(A block of data)
::::

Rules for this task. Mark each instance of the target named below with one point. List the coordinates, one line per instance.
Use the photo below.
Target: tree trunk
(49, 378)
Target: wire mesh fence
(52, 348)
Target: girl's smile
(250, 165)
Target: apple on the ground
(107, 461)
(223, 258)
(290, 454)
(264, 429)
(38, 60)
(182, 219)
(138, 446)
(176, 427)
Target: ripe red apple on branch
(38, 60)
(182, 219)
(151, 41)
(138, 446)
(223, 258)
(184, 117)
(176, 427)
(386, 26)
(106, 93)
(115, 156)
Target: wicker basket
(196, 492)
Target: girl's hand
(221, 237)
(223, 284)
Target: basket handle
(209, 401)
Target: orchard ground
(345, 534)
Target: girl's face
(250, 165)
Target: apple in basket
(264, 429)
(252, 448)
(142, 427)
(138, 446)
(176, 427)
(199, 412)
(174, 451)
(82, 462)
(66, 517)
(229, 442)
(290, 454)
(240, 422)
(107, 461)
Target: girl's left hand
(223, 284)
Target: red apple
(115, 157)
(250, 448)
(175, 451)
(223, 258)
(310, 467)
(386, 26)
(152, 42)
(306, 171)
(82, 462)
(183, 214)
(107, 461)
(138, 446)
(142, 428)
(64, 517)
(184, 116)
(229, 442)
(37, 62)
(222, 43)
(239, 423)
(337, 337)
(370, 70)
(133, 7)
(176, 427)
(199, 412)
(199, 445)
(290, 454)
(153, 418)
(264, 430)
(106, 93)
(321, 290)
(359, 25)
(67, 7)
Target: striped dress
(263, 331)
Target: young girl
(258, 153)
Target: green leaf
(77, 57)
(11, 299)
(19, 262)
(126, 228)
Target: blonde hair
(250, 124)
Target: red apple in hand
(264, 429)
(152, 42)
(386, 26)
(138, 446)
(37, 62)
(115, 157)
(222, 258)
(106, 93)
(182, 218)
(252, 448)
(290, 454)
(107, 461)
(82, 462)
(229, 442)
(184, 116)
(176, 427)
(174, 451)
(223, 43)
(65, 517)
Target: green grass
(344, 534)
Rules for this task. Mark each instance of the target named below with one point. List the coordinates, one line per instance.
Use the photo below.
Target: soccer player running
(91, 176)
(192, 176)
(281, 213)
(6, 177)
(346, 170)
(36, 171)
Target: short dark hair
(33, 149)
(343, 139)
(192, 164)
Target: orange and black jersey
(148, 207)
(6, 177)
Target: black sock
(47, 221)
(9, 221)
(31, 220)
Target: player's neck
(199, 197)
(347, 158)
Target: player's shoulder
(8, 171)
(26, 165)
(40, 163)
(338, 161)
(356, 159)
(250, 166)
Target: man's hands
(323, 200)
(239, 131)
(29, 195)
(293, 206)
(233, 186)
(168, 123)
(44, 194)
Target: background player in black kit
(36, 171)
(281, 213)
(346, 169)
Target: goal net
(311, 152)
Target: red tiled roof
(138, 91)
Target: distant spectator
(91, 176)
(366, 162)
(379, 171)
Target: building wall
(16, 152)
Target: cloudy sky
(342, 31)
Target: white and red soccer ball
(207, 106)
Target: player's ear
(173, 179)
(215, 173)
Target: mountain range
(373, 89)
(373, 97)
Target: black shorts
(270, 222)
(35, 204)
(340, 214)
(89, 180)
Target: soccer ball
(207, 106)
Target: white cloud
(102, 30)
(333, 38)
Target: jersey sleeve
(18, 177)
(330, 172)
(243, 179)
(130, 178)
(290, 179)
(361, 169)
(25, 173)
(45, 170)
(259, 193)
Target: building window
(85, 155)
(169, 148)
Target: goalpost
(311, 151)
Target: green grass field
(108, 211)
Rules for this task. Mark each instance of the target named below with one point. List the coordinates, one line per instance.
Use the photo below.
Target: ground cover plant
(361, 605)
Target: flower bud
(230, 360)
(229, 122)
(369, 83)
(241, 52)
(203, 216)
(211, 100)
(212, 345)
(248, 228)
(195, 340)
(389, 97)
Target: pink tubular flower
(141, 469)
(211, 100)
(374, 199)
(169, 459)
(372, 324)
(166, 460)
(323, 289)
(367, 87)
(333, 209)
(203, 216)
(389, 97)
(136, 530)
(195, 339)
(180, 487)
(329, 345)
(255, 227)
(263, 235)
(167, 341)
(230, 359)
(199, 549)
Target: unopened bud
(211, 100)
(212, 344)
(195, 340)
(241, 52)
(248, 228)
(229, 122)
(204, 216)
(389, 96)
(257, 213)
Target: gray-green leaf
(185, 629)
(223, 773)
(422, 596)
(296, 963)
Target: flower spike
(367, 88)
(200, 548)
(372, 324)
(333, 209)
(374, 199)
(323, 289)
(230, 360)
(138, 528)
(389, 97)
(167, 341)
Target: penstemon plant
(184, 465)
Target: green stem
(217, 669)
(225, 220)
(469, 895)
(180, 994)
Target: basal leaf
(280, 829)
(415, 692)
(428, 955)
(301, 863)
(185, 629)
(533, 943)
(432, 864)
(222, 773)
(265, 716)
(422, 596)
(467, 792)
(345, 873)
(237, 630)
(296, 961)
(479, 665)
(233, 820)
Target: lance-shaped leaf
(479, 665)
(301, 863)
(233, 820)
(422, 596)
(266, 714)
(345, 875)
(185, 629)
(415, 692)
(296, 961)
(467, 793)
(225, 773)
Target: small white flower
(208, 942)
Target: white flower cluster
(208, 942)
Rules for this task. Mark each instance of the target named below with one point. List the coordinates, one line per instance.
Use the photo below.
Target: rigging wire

::::

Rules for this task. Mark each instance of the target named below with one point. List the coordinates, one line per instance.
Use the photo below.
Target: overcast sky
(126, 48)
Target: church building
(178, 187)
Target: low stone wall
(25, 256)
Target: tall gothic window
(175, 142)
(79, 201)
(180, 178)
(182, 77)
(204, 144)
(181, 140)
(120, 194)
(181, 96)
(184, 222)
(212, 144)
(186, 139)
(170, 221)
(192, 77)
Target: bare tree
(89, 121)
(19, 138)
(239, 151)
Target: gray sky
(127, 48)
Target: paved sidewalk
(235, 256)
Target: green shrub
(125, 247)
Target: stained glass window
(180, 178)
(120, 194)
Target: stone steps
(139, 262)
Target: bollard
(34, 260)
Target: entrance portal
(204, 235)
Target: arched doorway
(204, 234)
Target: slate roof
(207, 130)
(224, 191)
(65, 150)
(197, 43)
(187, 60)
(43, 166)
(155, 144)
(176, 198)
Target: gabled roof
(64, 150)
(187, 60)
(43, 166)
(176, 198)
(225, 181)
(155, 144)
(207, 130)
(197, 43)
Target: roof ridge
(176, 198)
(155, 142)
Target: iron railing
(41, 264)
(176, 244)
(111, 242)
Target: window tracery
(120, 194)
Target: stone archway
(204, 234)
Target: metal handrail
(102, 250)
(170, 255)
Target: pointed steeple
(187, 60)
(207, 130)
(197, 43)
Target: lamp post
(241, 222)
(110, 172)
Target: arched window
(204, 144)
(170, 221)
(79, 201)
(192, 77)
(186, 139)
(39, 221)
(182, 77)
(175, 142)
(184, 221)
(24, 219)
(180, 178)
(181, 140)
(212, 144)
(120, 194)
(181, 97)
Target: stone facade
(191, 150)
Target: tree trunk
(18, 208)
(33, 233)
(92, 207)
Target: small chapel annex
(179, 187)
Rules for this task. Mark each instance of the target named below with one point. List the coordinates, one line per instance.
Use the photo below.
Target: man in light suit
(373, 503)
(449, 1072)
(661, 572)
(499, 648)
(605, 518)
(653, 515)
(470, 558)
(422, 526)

::::

What the exercise asks
Gather every line of the records that contains the string "basket". Case counts.

Reply to the exercise
Target: wicker basket
Target: basket handle
Target: apple in basket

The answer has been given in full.